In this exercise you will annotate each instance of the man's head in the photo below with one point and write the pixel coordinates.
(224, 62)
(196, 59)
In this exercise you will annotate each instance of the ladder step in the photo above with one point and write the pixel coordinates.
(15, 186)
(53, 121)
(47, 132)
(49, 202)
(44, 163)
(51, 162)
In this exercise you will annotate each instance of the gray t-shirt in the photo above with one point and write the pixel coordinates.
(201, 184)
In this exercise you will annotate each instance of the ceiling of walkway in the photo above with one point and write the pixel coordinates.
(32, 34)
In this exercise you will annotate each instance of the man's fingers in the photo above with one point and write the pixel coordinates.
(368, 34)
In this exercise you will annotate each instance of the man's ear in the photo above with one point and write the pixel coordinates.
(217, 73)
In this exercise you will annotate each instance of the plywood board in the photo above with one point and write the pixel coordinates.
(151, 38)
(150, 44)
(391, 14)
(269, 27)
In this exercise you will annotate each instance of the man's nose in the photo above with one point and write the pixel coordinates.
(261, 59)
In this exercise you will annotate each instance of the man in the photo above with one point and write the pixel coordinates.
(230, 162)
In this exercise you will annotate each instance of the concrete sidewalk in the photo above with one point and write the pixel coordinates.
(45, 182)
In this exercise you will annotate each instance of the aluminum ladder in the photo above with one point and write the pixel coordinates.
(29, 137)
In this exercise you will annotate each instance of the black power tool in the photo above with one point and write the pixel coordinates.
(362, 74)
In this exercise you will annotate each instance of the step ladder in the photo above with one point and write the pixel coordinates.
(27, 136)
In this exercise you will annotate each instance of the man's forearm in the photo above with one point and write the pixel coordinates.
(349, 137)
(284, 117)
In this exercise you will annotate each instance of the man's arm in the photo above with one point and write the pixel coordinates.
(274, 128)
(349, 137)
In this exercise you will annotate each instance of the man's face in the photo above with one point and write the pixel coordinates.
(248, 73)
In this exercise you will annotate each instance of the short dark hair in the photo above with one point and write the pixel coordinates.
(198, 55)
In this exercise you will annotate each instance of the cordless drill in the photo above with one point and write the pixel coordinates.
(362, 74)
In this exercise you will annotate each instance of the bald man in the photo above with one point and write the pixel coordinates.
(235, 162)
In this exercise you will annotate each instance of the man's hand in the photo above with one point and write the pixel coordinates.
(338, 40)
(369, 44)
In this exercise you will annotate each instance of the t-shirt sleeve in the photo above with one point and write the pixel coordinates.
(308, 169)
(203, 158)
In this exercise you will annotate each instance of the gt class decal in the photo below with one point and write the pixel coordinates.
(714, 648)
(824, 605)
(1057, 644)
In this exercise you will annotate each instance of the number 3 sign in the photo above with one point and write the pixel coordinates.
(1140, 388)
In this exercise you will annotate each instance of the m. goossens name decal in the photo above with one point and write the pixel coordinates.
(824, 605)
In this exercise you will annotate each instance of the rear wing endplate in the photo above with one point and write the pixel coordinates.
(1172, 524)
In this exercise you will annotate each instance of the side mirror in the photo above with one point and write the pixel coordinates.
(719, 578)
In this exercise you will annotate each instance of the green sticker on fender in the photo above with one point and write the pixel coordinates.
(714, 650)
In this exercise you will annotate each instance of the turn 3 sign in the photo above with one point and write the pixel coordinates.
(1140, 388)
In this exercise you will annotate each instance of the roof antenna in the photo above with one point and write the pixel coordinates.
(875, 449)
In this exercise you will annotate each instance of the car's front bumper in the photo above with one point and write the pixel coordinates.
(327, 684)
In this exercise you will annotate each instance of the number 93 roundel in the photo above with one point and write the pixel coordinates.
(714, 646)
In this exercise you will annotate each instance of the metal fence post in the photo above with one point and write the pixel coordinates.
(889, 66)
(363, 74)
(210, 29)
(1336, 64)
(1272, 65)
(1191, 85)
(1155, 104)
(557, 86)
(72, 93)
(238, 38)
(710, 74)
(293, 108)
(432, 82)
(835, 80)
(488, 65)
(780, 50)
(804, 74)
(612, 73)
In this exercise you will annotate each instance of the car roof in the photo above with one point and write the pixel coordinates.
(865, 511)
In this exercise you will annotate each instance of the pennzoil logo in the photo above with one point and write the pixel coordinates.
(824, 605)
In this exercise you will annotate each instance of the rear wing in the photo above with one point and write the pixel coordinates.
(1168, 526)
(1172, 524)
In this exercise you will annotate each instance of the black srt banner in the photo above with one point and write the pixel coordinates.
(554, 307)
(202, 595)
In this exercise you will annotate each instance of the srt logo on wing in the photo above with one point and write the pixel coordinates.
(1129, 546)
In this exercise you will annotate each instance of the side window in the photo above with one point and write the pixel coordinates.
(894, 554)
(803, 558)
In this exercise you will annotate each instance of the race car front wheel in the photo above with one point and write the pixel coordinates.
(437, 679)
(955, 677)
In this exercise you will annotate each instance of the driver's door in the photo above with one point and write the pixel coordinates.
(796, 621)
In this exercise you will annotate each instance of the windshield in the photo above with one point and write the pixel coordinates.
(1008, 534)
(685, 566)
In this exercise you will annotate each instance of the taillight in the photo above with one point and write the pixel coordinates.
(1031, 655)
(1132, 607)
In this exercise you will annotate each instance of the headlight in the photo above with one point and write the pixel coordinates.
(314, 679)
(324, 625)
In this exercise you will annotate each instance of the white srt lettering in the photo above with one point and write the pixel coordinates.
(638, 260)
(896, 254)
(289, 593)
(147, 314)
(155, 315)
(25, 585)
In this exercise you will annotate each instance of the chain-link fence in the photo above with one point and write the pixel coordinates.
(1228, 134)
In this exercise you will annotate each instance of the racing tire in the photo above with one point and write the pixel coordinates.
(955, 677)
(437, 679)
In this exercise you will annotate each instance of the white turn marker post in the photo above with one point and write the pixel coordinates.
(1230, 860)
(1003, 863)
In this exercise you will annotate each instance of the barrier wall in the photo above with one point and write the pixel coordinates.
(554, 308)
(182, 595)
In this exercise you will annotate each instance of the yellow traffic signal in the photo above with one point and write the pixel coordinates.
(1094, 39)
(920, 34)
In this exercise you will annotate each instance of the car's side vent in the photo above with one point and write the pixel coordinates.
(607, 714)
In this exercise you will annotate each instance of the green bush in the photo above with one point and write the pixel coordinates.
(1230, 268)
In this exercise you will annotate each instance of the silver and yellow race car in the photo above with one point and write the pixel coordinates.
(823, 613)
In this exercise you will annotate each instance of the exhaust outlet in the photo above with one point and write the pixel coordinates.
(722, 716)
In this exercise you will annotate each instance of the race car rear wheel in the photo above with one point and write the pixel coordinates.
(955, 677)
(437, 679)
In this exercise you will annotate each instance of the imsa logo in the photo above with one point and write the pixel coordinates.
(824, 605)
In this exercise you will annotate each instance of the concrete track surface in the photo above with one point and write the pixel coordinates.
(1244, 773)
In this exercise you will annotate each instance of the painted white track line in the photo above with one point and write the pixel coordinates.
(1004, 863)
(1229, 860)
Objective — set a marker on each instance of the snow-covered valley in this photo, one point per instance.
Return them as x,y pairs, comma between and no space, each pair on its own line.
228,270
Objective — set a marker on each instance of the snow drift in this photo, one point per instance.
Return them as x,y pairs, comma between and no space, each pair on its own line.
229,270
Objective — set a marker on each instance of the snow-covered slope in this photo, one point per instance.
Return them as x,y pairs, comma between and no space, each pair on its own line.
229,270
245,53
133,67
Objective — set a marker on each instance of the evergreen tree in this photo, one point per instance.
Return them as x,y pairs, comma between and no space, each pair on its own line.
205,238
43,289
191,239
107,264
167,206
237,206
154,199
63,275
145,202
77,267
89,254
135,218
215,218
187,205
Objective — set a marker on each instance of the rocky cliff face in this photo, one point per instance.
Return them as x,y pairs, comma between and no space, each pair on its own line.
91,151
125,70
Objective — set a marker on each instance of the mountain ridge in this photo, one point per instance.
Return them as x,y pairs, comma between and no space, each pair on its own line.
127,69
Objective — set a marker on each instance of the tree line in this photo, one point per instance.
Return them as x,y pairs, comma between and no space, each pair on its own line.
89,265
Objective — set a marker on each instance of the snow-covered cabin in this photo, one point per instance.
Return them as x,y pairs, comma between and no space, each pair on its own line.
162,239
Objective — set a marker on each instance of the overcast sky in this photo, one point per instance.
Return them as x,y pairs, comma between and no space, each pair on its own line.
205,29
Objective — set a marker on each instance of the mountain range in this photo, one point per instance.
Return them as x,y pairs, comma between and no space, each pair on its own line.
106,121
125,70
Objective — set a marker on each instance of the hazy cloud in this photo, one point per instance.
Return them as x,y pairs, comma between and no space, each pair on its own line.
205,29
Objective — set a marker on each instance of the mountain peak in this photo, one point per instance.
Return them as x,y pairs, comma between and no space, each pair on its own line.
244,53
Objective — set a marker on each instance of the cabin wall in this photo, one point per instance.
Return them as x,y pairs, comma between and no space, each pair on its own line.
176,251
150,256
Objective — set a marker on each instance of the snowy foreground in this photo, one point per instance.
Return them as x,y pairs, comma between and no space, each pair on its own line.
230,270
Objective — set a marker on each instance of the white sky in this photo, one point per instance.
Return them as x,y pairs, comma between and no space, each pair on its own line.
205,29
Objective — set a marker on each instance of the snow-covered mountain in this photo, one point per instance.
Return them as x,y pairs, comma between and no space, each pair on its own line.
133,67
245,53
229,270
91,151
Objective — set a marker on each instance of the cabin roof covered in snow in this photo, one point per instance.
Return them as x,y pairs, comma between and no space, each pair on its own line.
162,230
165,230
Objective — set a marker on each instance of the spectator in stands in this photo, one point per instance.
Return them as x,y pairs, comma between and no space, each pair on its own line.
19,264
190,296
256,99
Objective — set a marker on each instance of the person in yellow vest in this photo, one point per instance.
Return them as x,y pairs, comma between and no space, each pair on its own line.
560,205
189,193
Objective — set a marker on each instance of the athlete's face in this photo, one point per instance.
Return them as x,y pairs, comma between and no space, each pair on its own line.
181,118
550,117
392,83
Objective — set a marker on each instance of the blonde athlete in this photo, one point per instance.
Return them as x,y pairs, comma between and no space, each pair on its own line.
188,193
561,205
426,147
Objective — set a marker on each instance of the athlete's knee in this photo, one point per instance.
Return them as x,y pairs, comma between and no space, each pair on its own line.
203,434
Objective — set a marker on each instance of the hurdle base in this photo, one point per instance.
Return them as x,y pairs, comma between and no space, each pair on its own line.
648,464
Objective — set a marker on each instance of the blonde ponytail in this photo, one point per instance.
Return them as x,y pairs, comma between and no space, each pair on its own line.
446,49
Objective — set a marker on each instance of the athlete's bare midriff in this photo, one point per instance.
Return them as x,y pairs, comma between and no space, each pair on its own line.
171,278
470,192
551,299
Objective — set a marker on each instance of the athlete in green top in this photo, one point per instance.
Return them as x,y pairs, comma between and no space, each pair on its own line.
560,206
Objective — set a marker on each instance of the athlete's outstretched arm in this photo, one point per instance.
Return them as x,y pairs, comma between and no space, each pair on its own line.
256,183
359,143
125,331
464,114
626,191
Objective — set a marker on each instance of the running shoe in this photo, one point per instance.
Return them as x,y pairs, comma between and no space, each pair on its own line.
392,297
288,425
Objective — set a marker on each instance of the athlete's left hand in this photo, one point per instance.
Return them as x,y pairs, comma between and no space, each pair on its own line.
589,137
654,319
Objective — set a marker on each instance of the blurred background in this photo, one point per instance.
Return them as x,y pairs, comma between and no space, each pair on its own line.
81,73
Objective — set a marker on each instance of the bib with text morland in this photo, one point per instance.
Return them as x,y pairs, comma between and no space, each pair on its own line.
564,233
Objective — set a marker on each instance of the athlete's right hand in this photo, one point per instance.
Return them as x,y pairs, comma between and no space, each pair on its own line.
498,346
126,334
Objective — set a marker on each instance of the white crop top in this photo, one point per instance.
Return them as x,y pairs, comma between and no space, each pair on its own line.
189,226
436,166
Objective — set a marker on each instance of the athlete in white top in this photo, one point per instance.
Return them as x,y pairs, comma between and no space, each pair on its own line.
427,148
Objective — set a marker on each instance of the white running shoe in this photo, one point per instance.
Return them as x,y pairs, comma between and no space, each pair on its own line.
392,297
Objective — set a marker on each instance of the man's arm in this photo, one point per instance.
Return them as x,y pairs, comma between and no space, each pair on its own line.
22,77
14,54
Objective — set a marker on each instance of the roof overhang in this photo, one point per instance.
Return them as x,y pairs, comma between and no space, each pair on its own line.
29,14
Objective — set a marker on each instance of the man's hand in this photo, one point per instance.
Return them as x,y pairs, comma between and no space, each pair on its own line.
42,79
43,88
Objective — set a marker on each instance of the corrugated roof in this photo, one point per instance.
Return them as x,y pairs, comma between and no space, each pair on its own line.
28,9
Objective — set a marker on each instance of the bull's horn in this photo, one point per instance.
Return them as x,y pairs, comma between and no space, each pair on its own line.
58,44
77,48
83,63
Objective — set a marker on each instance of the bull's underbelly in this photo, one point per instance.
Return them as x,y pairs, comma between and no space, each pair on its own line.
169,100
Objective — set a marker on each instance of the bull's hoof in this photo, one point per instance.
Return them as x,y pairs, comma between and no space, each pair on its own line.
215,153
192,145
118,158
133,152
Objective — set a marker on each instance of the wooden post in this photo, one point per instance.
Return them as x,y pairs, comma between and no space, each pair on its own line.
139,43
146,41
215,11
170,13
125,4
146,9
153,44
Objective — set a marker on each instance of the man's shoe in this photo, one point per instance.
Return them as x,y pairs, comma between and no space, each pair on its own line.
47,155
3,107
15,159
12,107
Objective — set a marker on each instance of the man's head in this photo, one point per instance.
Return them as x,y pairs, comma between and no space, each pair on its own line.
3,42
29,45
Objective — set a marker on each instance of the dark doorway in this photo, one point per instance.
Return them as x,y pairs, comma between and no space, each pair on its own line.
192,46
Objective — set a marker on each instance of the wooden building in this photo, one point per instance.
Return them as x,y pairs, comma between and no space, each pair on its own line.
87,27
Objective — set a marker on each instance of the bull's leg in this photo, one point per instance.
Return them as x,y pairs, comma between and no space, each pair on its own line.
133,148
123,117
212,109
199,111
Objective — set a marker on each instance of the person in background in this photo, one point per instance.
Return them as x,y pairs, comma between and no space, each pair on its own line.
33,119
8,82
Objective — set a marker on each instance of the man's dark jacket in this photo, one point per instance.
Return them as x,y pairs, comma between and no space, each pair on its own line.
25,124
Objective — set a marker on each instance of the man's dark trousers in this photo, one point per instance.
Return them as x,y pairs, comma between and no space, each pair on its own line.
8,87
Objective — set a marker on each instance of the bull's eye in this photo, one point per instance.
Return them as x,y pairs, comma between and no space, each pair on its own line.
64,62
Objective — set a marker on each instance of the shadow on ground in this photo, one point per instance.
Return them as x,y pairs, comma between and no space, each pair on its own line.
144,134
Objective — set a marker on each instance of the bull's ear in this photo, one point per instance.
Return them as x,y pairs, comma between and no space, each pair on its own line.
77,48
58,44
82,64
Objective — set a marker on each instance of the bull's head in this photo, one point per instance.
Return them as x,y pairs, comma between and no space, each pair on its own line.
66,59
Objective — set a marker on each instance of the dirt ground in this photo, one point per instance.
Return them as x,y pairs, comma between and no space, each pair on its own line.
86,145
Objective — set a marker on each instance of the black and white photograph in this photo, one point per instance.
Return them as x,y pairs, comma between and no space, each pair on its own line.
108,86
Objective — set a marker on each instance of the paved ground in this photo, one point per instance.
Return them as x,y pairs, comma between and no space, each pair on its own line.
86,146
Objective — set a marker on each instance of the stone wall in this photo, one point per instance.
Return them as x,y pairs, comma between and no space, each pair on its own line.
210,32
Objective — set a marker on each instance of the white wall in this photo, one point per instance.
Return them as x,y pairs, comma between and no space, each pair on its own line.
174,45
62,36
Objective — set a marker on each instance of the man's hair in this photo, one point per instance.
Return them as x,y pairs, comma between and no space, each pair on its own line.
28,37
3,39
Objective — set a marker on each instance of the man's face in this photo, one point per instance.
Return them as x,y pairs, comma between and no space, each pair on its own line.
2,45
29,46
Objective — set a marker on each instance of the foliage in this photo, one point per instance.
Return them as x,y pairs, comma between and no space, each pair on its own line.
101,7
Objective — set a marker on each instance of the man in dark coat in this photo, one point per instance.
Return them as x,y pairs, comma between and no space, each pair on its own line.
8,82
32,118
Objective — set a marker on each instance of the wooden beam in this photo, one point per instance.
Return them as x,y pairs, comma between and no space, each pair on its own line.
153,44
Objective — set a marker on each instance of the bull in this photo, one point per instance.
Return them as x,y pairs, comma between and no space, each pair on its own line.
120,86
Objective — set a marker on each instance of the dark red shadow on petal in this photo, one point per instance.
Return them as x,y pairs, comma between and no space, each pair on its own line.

════

== WORK TO COMPLETE ==
When a line of the material holds the string "background", copy that line.

== RESULT OF THIS EXERCISE ==
Objective — set a marker on each instance of the blurred background in this photo, one point per instance.
Objective — set a marker on each instance of the person in background in this photo, one point per instance.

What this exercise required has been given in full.